Exercise inputs:
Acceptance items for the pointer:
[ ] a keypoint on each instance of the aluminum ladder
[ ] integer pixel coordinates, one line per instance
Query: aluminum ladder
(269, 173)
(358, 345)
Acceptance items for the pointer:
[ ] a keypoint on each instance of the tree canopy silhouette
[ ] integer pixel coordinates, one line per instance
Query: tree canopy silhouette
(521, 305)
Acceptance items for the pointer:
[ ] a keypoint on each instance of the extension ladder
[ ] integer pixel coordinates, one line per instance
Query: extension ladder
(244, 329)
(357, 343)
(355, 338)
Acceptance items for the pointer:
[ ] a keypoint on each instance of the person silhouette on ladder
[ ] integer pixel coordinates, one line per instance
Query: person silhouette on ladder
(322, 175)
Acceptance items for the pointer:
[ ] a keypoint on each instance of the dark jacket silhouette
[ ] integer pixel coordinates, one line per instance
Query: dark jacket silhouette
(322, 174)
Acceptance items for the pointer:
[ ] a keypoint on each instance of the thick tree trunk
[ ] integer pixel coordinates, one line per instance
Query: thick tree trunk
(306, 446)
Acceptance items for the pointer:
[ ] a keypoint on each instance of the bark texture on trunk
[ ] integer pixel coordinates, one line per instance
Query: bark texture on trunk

Task item: Look through the material above. Copy each line where the word "keypoint" appears.

Reply:
[ ] a keypoint on each instance of the aluminum ladder
[ ] a keypoint on each instance of the tree canopy silhouette
[ ] a keypoint on each instance of the extension ladder
[ ] a keypoint on each instance of the person silhouette on ladder
[ ] a keypoint on each instance of the dark jacket silhouette
[ ] a keypoint on each instance of the thick tree trunk
[ ] a keypoint on each instance of the bark texture on trunk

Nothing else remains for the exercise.